DOCUMENT SECTION:
<<<<
Buyer's rescission and statutes of limitations
This lesson covers the private-action remedies available to investors and the time limits that apply to securities-law claims: the buyer's right of rescission under USA §410, the §410(g) rescission-offer process, statutes of limitations for civil and criminal actions, and judicial review of Administrator orders.
Criminal penalties — USA §409
USA §409 establishes criminal penalties for willful violations of the state's blue sky law. Criminal penalties are imposed by a court following criminal prosecution by the state attorney general or local prosecutor — not by the administrator. The administrator's role is to refer matters for prosecution, not to bring criminal charges directly.
Standard criminal penalties under USA §409:
- Fines up to $5,000 per violation
- Imprisonment up to 3 years per violation
- Both fines and imprisonment may be imposed for the same violation at the court's discretion
- Multiple violations may be charged and penalized separately
Two critical elements for criminal liability:
- Willfulness — the defendant knew they were committing the act (the act was intentional, not accidental). Note: the defendant need not know the act violated the law. "Willful" in this context means the conduct was deliberate, not that the defendant was aware of every statute.
- A violation of the USA — the underlying conduct must violate a substantive provision of the Act (registration, anti-fraud, dishonest practices, or an administrator's order)
Affirmative defense: "no knowledge of the rule or order": A person prosecuted for violating an administrator's rule or order may not be imprisoned if they prove they had no actual knowledge of the rule or order. The defense applies to rules and orders, not to statutory provisions of the USA itself — you cannot defeat a securities fraud charge by claiming you didn't know fraud was illegal.
>>>>
JOB: Under USA §409, as described in the lesson on buyer's rescission and statutes of limitations, what is the maximum prison term for a single violation?

RECORDS PROVIDED:
<<<<
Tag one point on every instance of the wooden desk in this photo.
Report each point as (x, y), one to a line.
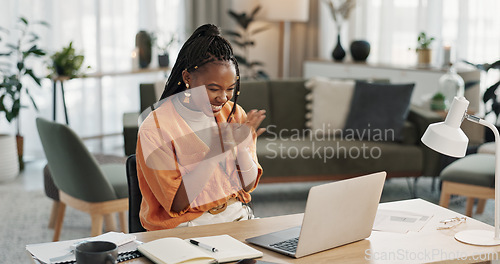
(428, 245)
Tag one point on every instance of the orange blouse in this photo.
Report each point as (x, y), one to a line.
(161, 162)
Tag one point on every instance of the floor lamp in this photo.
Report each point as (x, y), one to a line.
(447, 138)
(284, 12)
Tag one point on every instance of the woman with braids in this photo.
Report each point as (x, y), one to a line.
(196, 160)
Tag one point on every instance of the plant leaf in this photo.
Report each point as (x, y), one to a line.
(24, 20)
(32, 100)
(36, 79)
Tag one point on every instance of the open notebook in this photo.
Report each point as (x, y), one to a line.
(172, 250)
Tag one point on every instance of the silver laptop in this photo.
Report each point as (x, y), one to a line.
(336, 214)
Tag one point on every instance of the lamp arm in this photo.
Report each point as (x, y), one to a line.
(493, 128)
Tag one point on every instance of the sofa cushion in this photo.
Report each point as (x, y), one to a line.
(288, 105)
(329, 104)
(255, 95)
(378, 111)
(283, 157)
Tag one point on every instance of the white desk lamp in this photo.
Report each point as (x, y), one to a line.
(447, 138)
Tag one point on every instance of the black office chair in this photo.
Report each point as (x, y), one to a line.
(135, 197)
>>>>
<<<<
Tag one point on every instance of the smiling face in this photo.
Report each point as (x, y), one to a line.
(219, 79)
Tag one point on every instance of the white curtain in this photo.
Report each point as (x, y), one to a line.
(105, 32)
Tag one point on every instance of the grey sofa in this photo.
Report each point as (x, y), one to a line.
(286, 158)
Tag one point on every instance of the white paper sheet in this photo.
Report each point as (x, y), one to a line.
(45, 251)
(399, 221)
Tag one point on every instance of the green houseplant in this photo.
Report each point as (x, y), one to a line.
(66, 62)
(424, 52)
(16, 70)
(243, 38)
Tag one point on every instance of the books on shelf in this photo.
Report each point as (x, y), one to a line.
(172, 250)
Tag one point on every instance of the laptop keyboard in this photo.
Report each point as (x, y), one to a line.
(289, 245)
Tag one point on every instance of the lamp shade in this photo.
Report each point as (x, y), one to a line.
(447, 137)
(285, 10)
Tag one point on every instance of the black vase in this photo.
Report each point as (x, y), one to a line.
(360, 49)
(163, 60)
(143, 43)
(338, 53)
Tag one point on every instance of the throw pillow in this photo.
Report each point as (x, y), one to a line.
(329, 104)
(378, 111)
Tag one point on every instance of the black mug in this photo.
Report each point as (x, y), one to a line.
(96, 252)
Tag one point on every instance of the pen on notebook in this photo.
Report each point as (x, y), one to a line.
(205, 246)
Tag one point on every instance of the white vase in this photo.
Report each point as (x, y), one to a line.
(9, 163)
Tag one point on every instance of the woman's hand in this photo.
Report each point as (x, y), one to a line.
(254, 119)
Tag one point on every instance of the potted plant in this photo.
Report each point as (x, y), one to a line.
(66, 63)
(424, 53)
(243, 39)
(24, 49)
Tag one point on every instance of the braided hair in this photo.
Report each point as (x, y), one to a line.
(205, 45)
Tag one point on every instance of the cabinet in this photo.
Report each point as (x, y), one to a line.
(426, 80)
>>>>
<<<<
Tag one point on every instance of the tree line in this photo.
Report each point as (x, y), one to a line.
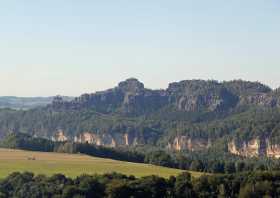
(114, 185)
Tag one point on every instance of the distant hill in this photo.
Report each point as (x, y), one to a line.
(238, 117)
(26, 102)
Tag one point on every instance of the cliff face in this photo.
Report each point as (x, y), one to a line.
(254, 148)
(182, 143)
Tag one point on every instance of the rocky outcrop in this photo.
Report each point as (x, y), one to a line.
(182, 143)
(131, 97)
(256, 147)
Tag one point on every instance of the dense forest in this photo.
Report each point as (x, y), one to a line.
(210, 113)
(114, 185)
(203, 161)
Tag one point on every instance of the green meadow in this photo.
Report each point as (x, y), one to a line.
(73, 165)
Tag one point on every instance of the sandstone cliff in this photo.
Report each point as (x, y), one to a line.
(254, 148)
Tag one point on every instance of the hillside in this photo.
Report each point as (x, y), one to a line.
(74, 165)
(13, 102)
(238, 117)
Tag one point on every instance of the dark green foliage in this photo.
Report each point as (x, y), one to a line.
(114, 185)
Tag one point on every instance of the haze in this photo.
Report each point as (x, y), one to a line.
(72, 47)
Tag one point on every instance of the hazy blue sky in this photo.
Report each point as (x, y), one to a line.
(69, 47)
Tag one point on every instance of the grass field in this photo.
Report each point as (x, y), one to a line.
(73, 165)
>>>>
RESULT FOR THIS EXERCISE: Up to 3 years per violation.